▸ **PAGE EXCERPT**:
★ ★ ★

By Cami Koons
Bills updating the grain indemnity program and allowing the Iowa Department of Agriculture and Land Stewardship clean titles on livestock they take over, advanced Thursday from the Iowa House.
Lawmakers appear to have resolved differing opinions on grain indemnity limits and including credit-sales, which has been a roadblock for similar bills in the past, though the Senate will have to give final approval to the amended bill.
Rep. Norlin Mommsen, R-DeWitt, who managed the bill, said there were a lot of opinions on the policy, which left him feeling “caught between a rock and hard spot.”
“I believe, at the end of the day, we have a better product because of that cooperation between everybody,” Mommsen said.
Although the House accepted some of the Senate’s version of the bill, Mommsen proposed an amendment to Senate File 608.
Mommsen explained grain indemnity as being “like FDIC insurance on a savings account.” Since the 1980s, when it was created, the grain indemnity fund has helped farmers get paid for sold grain when their buyers go broke.
Farmers pay a per bushel fee into the grain indemnity fund when the fund is below its lower boundary, and they stop paying once it reaches the upper boundary. The fund stayed above the minimum for nearly 30 years until 2023, when the bankruptcy of a soybean dealer triggered more than $3 million in indemnity claims from affected farmers and depleted the funds.

★ ★ ★

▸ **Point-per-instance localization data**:

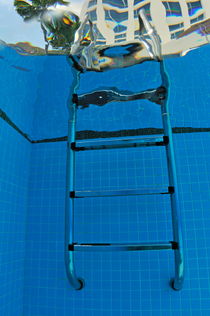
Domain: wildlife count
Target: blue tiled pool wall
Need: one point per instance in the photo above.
(15, 101)
(122, 283)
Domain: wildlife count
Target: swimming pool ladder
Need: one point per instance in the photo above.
(73, 146)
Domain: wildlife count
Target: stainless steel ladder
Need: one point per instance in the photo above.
(172, 189)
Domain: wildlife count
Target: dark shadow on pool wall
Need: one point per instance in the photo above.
(90, 134)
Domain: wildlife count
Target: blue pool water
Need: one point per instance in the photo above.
(33, 124)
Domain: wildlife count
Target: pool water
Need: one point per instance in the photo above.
(34, 96)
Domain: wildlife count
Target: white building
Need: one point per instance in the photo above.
(116, 23)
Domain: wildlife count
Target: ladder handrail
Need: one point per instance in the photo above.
(77, 283)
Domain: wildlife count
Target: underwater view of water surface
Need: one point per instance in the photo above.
(79, 202)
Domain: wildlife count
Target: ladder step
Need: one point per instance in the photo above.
(107, 193)
(120, 143)
(97, 247)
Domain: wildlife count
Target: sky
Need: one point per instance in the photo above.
(13, 29)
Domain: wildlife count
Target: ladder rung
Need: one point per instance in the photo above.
(120, 143)
(107, 193)
(122, 247)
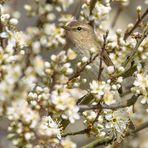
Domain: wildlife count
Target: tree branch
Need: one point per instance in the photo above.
(107, 140)
(76, 133)
(118, 12)
(118, 105)
(130, 58)
(101, 55)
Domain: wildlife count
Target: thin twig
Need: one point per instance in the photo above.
(130, 58)
(75, 133)
(118, 12)
(107, 140)
(101, 55)
(128, 33)
(114, 106)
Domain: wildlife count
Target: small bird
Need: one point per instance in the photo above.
(83, 37)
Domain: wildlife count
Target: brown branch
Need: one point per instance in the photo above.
(108, 140)
(130, 58)
(118, 12)
(115, 106)
(76, 133)
(128, 33)
(101, 55)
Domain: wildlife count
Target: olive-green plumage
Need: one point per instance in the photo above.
(84, 38)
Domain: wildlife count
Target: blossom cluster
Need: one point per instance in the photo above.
(40, 97)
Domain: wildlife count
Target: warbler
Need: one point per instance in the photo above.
(83, 40)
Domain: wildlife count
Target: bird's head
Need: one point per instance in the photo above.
(79, 33)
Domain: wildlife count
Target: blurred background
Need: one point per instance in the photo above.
(127, 15)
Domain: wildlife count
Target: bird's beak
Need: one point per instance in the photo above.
(66, 28)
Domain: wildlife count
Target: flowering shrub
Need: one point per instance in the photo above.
(40, 98)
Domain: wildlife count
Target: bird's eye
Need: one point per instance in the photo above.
(79, 28)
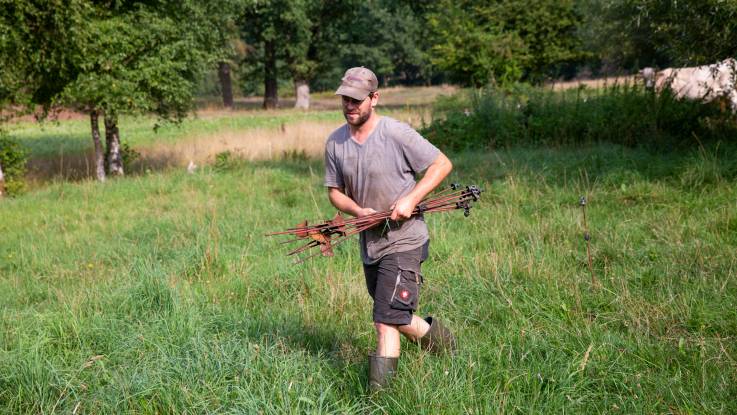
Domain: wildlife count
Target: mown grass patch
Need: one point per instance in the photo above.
(159, 293)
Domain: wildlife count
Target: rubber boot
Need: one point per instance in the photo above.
(381, 370)
(438, 338)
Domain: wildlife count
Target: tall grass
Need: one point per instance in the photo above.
(158, 293)
(622, 114)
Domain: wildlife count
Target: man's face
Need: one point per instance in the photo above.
(357, 112)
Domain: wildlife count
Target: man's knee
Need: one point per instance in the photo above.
(383, 328)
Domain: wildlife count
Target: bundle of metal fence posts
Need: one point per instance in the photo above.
(329, 233)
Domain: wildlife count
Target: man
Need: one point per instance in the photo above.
(370, 166)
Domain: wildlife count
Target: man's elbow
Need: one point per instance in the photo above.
(445, 163)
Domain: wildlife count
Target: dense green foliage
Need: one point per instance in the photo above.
(631, 34)
(623, 114)
(174, 302)
(13, 164)
(481, 42)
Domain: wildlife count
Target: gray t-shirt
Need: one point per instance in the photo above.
(376, 174)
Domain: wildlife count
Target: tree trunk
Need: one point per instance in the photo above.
(112, 140)
(302, 89)
(271, 97)
(99, 153)
(2, 182)
(226, 85)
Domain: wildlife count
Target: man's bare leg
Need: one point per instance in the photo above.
(387, 340)
(417, 328)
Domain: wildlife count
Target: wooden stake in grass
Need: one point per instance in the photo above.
(587, 238)
(331, 232)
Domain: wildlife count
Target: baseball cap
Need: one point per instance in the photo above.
(357, 83)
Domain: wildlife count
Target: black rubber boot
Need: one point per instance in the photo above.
(381, 370)
(438, 339)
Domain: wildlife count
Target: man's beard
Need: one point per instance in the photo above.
(362, 118)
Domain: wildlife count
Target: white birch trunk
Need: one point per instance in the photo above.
(112, 140)
(99, 152)
(302, 89)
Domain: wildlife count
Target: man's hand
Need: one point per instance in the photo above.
(403, 209)
(364, 212)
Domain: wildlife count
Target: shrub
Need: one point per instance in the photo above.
(13, 161)
(623, 114)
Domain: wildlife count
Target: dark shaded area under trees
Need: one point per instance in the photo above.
(110, 58)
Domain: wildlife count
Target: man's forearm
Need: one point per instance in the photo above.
(435, 174)
(343, 203)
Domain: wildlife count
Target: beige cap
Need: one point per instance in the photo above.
(357, 83)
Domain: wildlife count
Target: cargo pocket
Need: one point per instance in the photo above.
(406, 290)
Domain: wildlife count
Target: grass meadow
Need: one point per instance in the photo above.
(158, 293)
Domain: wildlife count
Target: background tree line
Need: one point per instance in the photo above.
(107, 58)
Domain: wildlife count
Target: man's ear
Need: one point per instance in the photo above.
(374, 98)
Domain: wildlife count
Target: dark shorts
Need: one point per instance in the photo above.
(394, 284)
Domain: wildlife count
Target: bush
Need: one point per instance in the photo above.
(13, 161)
(622, 114)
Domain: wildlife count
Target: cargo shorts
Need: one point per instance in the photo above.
(394, 284)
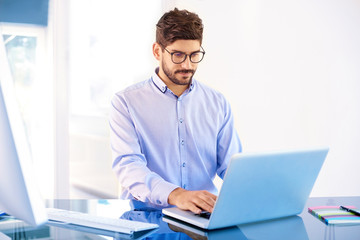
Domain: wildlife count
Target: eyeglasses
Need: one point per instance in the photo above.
(180, 57)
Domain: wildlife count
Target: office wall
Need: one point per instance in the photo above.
(290, 70)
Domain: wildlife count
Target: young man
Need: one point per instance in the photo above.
(171, 134)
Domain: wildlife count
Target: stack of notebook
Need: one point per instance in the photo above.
(334, 215)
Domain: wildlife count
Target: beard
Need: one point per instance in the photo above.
(185, 80)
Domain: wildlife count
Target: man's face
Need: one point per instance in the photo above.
(182, 73)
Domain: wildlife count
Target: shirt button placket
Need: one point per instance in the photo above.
(182, 138)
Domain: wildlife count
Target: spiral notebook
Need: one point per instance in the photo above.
(332, 215)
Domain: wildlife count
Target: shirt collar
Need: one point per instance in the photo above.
(162, 86)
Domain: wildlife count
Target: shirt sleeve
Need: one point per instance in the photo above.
(228, 141)
(130, 165)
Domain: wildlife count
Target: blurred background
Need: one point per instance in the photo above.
(290, 70)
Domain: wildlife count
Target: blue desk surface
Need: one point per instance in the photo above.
(303, 226)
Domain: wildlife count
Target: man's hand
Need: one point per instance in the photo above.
(195, 201)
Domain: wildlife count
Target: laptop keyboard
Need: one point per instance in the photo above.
(204, 214)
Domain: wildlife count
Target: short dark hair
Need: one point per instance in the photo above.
(178, 25)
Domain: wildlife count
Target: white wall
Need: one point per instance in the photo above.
(291, 71)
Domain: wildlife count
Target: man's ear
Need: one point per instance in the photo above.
(156, 51)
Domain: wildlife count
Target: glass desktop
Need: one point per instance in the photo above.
(303, 226)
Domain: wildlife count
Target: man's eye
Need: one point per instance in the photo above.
(178, 54)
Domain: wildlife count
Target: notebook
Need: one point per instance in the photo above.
(334, 215)
(260, 186)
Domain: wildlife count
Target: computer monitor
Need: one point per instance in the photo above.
(19, 195)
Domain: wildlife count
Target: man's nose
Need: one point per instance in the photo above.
(187, 63)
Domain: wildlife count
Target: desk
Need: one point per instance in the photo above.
(304, 226)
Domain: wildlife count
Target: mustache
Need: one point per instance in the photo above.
(185, 71)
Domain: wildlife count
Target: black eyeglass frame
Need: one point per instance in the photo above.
(186, 55)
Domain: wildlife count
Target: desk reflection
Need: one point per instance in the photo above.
(170, 228)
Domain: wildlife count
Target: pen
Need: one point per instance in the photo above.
(350, 210)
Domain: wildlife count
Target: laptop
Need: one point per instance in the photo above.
(283, 228)
(260, 186)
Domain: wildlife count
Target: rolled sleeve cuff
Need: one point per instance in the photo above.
(161, 192)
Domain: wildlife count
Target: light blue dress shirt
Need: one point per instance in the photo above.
(160, 141)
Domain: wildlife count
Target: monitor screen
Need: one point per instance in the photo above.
(19, 195)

★ ★ ★

▸ **TASK DESCRIPTION**: Reproduce the passage from the Iowa bills article from "By Cami Koons" up to and including "Senate File 608.".

▸ **OUTPUT**:
By Cami Koons
Bills updating the grain indemnity program and allowing the Iowa Department of Agriculture and Land Stewardship clean titles on livestock they take over, advanced Thursday from the Iowa House.
Lawmakers appear to have resolved differing opinions on grain indemnity limits and including credit-sales, which has been a roadblock for similar bills in the past, though the Senate will have to give final approval to the amended bill.
Rep. Norlin Mommsen, R-DeWitt, who managed the bill, said there were a lot of opinions on the policy, which left him feeling “caught between a rock and hard spot.”
“I believe, at the end of the day, we have a better product because of that cooperation between everybody,” Mommsen said.
Although the House accepted some of the Senate’s version of the bill, Mommsen proposed an amendment to Senate File 608.